SUPPLIED ENTRIES:

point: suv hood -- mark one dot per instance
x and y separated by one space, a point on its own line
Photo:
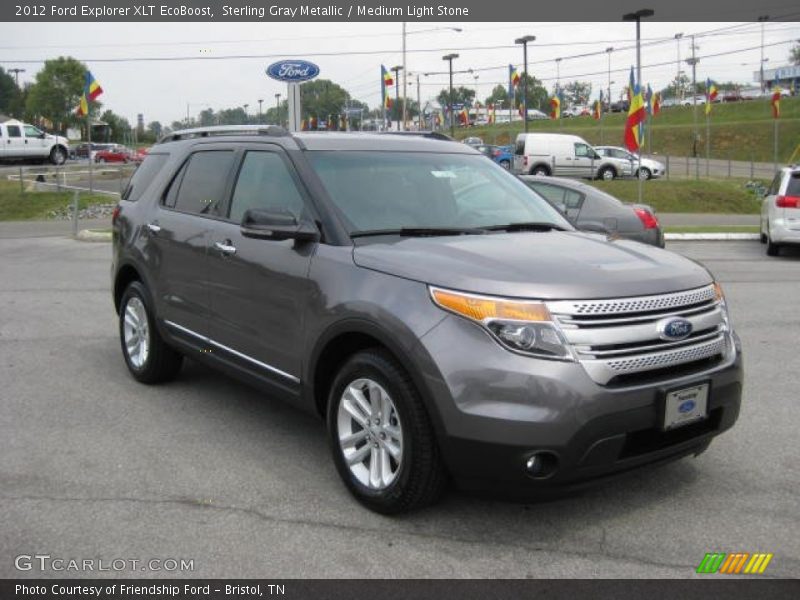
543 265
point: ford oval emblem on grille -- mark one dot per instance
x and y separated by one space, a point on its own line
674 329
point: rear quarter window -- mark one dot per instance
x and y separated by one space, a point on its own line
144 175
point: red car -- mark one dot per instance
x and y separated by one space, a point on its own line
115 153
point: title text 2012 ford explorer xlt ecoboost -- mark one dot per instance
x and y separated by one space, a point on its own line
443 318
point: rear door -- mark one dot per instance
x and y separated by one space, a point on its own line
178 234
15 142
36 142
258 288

* * *

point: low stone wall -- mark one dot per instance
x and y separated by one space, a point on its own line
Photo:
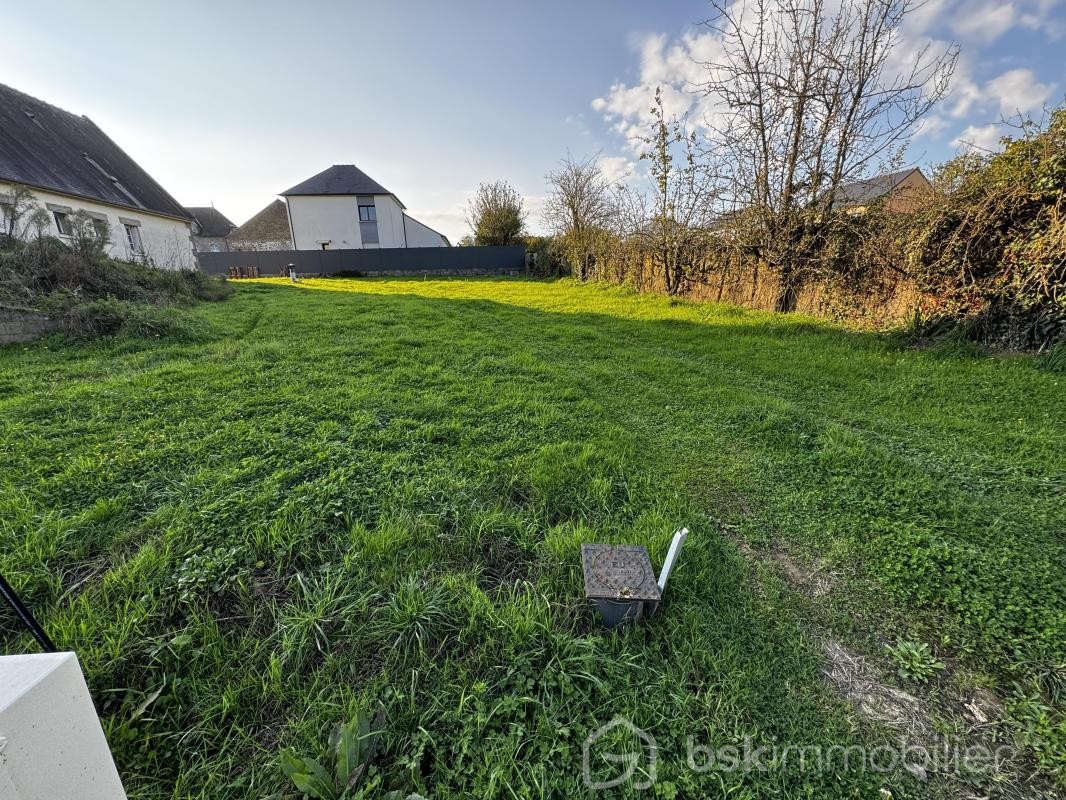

EXERCISE TASK:
Pick out every line of the records above that contains the string "ford". Case counts.

EXERCISE OUTPUT:
point: ford oval emblem on grille -- mark one dot per instance
point: title text 2012 ford explorer xlt ecoboost -- mark one dot per instance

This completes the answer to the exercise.